-- EXERCISE PROMPT --
When a line in the entries below contains the word "drawstring", copy that line.

-- EXERCISE INPUTS --

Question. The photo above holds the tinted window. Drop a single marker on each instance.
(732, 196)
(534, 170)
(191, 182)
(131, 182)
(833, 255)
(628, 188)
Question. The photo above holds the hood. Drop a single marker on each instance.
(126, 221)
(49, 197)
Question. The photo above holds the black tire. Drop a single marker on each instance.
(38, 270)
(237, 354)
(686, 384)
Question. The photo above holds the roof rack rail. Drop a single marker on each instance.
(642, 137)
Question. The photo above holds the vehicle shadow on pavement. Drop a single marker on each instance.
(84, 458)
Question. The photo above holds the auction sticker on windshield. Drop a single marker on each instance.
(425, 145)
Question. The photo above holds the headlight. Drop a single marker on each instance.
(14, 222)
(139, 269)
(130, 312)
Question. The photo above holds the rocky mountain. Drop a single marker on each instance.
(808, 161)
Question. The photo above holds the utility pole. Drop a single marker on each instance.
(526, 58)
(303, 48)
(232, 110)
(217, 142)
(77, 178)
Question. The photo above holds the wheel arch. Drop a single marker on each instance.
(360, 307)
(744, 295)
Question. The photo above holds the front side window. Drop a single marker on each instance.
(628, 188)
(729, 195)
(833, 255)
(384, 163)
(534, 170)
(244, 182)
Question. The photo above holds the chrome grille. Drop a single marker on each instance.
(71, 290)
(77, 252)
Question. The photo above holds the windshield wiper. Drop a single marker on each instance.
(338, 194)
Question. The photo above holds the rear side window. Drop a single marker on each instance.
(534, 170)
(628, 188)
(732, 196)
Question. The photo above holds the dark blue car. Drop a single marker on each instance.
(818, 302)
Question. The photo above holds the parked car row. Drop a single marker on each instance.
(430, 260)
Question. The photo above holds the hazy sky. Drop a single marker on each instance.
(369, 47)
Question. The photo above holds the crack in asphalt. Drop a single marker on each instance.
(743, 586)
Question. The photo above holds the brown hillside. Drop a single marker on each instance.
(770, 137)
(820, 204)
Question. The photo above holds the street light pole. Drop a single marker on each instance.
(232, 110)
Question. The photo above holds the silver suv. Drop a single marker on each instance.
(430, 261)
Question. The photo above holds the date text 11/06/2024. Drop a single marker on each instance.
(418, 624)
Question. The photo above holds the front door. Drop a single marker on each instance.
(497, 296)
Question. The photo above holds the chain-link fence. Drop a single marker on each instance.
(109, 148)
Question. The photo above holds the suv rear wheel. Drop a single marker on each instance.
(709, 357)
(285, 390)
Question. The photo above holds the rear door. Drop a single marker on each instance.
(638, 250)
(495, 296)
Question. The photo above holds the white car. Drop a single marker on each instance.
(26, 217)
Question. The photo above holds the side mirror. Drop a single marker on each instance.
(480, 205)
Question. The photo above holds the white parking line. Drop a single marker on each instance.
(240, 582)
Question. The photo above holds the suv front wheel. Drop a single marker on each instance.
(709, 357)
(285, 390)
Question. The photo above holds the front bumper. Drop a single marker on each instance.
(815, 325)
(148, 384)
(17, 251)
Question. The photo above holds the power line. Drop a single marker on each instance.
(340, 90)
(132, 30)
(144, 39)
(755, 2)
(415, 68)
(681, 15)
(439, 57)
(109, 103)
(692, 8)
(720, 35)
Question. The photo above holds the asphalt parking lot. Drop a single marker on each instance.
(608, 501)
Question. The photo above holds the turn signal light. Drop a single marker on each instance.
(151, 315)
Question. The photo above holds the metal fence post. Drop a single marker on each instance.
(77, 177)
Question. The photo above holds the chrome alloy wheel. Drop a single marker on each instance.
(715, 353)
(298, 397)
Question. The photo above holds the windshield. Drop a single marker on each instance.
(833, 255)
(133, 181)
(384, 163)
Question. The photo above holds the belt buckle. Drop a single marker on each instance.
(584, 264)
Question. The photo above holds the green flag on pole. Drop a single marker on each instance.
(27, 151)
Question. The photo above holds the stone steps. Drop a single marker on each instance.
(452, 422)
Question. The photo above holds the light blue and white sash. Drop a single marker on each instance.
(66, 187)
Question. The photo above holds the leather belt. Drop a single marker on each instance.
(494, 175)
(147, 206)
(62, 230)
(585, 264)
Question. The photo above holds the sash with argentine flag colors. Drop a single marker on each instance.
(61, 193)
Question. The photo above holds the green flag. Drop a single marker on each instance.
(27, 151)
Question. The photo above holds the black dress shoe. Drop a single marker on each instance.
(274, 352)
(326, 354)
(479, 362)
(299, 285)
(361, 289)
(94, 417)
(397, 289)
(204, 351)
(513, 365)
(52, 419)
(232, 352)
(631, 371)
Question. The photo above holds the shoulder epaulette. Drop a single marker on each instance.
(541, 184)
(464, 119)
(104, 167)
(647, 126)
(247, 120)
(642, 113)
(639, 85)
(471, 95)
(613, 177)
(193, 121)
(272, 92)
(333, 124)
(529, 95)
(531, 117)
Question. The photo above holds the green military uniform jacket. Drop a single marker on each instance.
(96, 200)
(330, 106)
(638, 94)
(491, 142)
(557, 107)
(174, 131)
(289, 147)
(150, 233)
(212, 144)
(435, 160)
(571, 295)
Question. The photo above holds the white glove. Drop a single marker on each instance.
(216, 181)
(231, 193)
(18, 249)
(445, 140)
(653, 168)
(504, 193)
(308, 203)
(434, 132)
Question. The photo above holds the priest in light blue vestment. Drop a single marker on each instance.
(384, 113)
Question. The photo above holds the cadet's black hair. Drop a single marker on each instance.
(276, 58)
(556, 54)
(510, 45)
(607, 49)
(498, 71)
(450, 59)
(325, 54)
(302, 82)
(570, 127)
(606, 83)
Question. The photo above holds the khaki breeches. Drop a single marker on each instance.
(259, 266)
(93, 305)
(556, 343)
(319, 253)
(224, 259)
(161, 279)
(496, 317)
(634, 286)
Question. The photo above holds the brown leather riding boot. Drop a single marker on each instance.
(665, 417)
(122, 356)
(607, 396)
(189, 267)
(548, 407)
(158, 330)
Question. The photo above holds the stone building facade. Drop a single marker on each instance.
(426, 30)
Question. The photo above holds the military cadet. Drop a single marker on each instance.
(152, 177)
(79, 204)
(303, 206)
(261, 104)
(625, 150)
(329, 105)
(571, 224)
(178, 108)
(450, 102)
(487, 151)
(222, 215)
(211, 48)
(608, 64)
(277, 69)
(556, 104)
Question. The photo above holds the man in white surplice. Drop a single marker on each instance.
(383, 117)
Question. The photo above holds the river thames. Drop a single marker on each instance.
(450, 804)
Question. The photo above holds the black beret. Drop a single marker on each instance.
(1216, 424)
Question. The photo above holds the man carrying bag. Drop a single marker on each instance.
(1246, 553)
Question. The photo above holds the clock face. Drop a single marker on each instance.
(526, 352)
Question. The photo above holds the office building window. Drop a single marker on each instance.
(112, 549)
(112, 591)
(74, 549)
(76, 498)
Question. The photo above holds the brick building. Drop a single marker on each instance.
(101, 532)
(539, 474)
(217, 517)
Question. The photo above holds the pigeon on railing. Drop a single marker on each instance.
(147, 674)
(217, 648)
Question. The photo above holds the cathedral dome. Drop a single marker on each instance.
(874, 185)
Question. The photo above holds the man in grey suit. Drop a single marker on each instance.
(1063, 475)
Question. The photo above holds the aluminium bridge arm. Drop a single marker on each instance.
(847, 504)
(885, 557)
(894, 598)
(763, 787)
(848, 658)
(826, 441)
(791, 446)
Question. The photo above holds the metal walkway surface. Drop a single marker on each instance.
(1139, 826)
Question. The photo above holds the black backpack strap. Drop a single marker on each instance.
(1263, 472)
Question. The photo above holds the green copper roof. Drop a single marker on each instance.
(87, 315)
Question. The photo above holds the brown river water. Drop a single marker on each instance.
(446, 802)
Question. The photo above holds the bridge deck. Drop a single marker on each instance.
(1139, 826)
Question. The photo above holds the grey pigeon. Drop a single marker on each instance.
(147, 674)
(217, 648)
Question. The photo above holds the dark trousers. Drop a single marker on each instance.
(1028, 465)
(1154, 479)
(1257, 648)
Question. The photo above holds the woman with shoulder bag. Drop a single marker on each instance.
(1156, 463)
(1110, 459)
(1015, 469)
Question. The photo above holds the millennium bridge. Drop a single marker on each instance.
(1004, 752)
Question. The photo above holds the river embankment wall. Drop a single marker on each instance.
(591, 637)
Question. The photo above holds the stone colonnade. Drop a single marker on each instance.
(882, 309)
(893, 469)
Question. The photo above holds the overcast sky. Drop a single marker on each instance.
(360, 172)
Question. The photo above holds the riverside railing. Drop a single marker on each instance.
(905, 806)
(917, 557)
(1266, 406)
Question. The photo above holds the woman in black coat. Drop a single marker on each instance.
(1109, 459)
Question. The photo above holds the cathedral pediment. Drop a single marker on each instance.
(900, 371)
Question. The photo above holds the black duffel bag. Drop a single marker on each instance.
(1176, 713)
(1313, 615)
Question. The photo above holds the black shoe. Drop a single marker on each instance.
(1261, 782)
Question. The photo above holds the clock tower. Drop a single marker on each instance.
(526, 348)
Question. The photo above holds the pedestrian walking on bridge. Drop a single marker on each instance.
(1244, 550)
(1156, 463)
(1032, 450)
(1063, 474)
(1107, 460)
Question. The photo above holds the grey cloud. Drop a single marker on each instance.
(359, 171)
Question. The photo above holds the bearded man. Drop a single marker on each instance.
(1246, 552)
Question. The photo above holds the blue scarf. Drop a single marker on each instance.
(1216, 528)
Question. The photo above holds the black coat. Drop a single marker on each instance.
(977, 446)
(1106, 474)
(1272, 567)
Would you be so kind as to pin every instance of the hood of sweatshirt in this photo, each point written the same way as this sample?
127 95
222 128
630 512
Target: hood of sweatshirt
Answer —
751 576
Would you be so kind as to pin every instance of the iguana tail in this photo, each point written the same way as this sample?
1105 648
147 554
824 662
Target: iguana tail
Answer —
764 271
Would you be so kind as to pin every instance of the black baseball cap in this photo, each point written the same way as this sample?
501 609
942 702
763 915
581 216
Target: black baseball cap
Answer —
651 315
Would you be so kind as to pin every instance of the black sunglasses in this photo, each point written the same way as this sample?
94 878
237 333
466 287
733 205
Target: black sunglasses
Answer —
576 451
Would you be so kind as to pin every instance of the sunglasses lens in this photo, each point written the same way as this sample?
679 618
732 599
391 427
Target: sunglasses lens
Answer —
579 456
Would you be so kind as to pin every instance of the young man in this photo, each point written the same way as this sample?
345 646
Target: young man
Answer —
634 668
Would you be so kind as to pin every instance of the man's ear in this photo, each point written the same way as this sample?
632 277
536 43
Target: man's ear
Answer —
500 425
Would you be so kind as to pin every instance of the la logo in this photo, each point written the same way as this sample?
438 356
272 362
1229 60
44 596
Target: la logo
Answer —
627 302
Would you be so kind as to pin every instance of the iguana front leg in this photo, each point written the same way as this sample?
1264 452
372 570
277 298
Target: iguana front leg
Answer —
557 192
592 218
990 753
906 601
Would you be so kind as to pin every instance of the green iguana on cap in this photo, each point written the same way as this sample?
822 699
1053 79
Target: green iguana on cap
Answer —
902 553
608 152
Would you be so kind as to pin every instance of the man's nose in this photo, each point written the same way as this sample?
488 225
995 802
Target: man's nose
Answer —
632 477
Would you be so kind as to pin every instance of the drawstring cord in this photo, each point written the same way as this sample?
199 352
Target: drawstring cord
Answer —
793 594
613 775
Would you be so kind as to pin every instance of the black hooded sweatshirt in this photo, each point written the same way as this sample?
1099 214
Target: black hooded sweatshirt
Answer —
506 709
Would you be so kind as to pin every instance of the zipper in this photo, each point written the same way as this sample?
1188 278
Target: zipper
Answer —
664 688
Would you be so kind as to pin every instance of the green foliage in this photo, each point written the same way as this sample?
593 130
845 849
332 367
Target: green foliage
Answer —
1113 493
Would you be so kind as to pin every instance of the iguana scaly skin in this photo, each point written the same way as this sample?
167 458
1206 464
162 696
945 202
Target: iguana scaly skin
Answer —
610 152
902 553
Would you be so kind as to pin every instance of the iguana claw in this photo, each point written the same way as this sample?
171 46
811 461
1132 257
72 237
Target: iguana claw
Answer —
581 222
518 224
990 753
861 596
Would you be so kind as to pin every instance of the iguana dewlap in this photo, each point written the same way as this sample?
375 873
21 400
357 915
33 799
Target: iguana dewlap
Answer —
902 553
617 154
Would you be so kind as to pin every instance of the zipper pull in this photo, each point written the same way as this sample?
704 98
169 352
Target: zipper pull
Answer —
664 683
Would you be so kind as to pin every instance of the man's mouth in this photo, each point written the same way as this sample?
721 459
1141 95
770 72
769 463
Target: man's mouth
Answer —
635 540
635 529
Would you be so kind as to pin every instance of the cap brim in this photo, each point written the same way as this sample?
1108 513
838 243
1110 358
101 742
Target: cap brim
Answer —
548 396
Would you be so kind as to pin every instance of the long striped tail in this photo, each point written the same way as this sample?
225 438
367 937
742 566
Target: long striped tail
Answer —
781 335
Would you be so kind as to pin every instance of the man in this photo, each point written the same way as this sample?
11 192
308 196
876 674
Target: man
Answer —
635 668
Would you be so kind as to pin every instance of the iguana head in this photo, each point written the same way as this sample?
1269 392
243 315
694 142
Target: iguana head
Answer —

-- RESULT FOR THIS TASK --
Would you be so kind as to pin every instance of the drawstring cord in this photo, each point written the same way as this sample?
Target: drawstring cord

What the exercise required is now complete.